[Data entries]
════════════════

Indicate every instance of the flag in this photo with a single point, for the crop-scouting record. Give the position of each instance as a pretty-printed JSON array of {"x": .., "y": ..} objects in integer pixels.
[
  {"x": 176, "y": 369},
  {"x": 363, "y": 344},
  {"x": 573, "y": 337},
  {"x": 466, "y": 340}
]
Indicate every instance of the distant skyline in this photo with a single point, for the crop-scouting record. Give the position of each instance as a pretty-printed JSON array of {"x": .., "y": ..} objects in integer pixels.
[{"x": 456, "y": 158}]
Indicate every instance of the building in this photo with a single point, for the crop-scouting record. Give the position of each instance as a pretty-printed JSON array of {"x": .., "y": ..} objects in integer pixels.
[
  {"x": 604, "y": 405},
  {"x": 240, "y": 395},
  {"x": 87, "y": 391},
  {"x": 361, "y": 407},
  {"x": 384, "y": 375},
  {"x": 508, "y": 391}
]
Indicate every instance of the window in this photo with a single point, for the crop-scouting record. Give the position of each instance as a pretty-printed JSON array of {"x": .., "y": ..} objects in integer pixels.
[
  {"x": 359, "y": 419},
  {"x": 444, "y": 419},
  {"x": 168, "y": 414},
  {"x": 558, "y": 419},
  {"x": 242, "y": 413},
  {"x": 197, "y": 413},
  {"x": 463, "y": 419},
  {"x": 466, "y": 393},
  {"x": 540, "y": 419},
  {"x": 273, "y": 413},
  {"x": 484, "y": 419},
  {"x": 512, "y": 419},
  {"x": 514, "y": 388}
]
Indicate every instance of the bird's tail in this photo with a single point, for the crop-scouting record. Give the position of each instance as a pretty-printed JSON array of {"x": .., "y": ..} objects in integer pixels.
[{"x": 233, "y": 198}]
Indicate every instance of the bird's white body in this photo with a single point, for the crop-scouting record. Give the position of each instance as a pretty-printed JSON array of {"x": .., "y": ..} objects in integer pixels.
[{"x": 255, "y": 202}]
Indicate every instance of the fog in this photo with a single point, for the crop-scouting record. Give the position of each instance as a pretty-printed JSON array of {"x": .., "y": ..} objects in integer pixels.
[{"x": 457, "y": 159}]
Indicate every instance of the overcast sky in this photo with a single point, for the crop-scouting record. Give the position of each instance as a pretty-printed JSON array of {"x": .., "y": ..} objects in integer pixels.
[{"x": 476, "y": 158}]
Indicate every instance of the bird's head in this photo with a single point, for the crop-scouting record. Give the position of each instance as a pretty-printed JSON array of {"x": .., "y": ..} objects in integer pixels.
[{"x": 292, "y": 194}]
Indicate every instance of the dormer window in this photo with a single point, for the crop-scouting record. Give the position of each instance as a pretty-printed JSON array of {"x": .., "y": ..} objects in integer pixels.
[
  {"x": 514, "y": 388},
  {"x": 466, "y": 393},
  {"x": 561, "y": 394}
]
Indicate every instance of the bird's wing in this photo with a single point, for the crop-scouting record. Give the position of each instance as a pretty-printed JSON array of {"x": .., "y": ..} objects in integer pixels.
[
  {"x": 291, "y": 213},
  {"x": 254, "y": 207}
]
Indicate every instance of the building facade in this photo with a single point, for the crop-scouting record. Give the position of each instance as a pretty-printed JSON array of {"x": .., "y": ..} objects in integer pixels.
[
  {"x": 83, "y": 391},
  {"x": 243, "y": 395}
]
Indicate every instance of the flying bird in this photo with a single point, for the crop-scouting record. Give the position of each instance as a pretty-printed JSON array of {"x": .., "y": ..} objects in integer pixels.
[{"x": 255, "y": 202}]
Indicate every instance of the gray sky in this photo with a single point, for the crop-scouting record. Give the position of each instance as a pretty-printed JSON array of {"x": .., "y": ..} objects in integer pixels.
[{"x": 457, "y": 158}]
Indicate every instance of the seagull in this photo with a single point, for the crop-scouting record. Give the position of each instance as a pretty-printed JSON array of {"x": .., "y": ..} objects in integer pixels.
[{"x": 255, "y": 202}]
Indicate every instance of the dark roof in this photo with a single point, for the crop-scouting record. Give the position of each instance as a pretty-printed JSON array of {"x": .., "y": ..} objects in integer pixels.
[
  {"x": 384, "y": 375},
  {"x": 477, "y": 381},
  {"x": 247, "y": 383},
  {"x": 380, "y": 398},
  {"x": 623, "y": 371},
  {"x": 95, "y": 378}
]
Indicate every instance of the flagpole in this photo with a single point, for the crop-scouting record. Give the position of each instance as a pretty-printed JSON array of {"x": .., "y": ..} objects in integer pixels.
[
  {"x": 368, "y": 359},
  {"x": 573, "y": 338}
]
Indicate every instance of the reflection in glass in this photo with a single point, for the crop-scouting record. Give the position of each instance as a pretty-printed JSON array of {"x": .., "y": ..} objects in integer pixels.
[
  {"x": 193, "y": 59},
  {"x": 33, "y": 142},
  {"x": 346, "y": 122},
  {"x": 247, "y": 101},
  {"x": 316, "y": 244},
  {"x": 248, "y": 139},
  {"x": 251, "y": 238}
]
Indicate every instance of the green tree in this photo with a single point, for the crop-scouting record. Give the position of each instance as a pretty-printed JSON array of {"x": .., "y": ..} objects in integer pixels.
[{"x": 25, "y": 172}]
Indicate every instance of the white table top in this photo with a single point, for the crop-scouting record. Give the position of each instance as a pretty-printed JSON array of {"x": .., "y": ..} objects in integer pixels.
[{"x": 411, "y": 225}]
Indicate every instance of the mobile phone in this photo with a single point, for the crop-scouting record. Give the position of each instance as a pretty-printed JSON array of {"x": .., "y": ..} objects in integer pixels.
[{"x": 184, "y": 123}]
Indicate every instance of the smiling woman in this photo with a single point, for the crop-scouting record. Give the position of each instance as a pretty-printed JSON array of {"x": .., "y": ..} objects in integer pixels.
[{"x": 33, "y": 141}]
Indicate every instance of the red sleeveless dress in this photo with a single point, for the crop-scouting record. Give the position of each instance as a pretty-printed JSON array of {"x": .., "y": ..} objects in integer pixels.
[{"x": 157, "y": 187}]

════════════════

## Your objective
A complete, exact repeat of the records is the required answer.

## Your solution
Indicate every instance of the flag in this photo with a single point, for the crop-scouting record. Give the position of each instance as a pretty-printed JSON array of {"x": .., "y": ..} objects in integer pixels.
[
  {"x": 176, "y": 369},
  {"x": 363, "y": 344},
  {"x": 573, "y": 337},
  {"x": 466, "y": 340}
]
Indicate every instance of the distant skyline in this photo with a single point, for the crop-scouting record. Give the position of each instance as a pretty-printed JSON array of {"x": .., "y": ..} objects in integer pixels.
[{"x": 456, "y": 158}]
Indicate every instance of the building in this photo with a single point, for the crop-scouting record. Give the position of each instance as a pretty-printed JSON array of {"x": .., "y": ..} objects in integer pixels.
[
  {"x": 604, "y": 405},
  {"x": 240, "y": 395},
  {"x": 87, "y": 391},
  {"x": 361, "y": 407},
  {"x": 384, "y": 375},
  {"x": 508, "y": 391}
]
Indicate every instance of the window in this photo with a single point, for the crop-scouting record. Give the position of each instance as a pretty-printed JSON array of {"x": .., "y": ..} objects in integer pixels.
[
  {"x": 359, "y": 419},
  {"x": 444, "y": 419},
  {"x": 168, "y": 414},
  {"x": 558, "y": 419},
  {"x": 242, "y": 413},
  {"x": 197, "y": 413},
  {"x": 463, "y": 419},
  {"x": 466, "y": 393},
  {"x": 540, "y": 419},
  {"x": 273, "y": 413},
  {"x": 484, "y": 419},
  {"x": 512, "y": 419},
  {"x": 514, "y": 388}
]
Indicate every instance of the bird's tail in this photo with a single point, for the crop-scouting record. Give the position of each instance as a pretty-printed JSON array of {"x": .., "y": ..} objects in integer pixels.
[{"x": 233, "y": 198}]
Indicate every instance of the bird's white body in this photo with a single point, for the crop-scouting record. Give the position of each instance as a pretty-printed JSON array of {"x": .., "y": ..} objects in integer pixels.
[{"x": 255, "y": 202}]
Indicate every instance of the fog in this photo with a single point, for the crop-scouting record. Give the position of each instance as a pretty-printed JSON array of {"x": .., "y": ..} objects in integer pixels.
[{"x": 457, "y": 159}]
Indicate every instance of the overcast sky in this photo with a single point, for the crop-scouting record. Give the position of each instance as a pretty-printed JSON array of {"x": .., "y": ..} objects in integer pixels.
[{"x": 476, "y": 158}]
Indicate every instance of the bird's head in this photo with a single point, for the crop-scouting record. Give the position of each instance as a pretty-printed JSON array of {"x": .., "y": ..} objects in integer pixels.
[{"x": 292, "y": 194}]
Indicate every instance of the dormer window in this photo with a single point, for the crop-scouting record. Give the position of each instance as a pretty-printed JSON array of {"x": .., "y": ..} objects in integer pixels.
[
  {"x": 514, "y": 388},
  {"x": 466, "y": 393},
  {"x": 561, "y": 394}
]
Indicate every instance of the bird's wing in this photo with a single point, for the crop-scouting record. Give the position of each instance as a pretty-printed JSON array of {"x": .., "y": ..} objects in integer pixels.
[
  {"x": 291, "y": 213},
  {"x": 254, "y": 207}
]
Indicate every instance of the building facade in this photo with a single point, for the crop-scouting record. Give the position of each instance as a pretty-printed JSON array of {"x": .., "y": ..} objects in integer pixels.
[
  {"x": 83, "y": 391},
  {"x": 243, "y": 395}
]
Indicate every instance of the flying bird in this photo with a single point, for the crop-scouting record. Give the position of each instance as a pretty-printed JSON array of {"x": .., "y": ..} objects in integer pixels.
[{"x": 255, "y": 202}]
Indicate every instance of the gray sky in this photo with a single point, for the crop-scouting record. Give the position of each instance as a pretty-printed JSON array of {"x": .., "y": ..} objects in integer pixels.
[{"x": 457, "y": 158}]
Indicate every instance of the seagull in this photo with a single point, for the crop-scouting record. Give the position of each instance as a pretty-printed JSON array of {"x": .., "y": ..} objects in integer pixels.
[{"x": 255, "y": 202}]
Indicate every instance of the dark roof in this photo with a single point, for the crop-scouting record. Give the position of each instance as a pretty-printed JSON array of {"x": .., "y": ..} objects in integer pixels.
[
  {"x": 384, "y": 375},
  {"x": 477, "y": 381},
  {"x": 247, "y": 383},
  {"x": 380, "y": 398},
  {"x": 623, "y": 371},
  {"x": 95, "y": 378}
]
Indicate every instance of the flagpole in this photo with a single point, for the crop-scouting record. Give the position of each instance as a pretty-printed JSON array of {"x": .., "y": ..} objects in integer pixels.
[
  {"x": 368, "y": 359},
  {"x": 573, "y": 338}
]
Indicate every instance of the reflection in glass in this photo with a single point, for the crop-scouting record. Give the position of each instance as a pretty-printed JSON array of {"x": .., "y": ..} objects in integer pixels.
[
  {"x": 193, "y": 59},
  {"x": 33, "y": 142},
  {"x": 346, "y": 122},
  {"x": 247, "y": 101},
  {"x": 316, "y": 244},
  {"x": 248, "y": 139},
  {"x": 251, "y": 238}
]
Indicate every instance of the green tree in this photo with a single point, for the crop-scouting record. Give the position of each instance as a pretty-printed JSON array of {"x": .., "y": ..} objects in integer pixels.
[{"x": 25, "y": 172}]
Indicate every instance of the white table top in this photo with a single point, for the crop-scouting record. Give the position of each instance as a pretty-printed JSON array of {"x": .., "y": ..} objects in integer pixels.
[{"x": 411, "y": 225}]
Indicate every instance of the mobile phone in this photo with a single point, for the crop-scouting record. Give the position of each instance as a pretty-printed JSON array of {"x": .., "y": ..} objects in integer pixels.
[{"x": 184, "y": 123}]
Indicate every instance of the smiling woman in this photo with a single point, for the crop-scouting record. Give the position of each instance as a pretty-printed JSON array of {"x": .., "y": ..} objects in integer pixels.
[{"x": 33, "y": 141}]
Indicate every instance of the red sleeveless dress in this photo with a single point, for the crop-scouting record. Give the position of each instance as a pretty-printed JSON array of {"x": .., "y": ..} objects in integer pixels.
[{"x": 157, "y": 187}]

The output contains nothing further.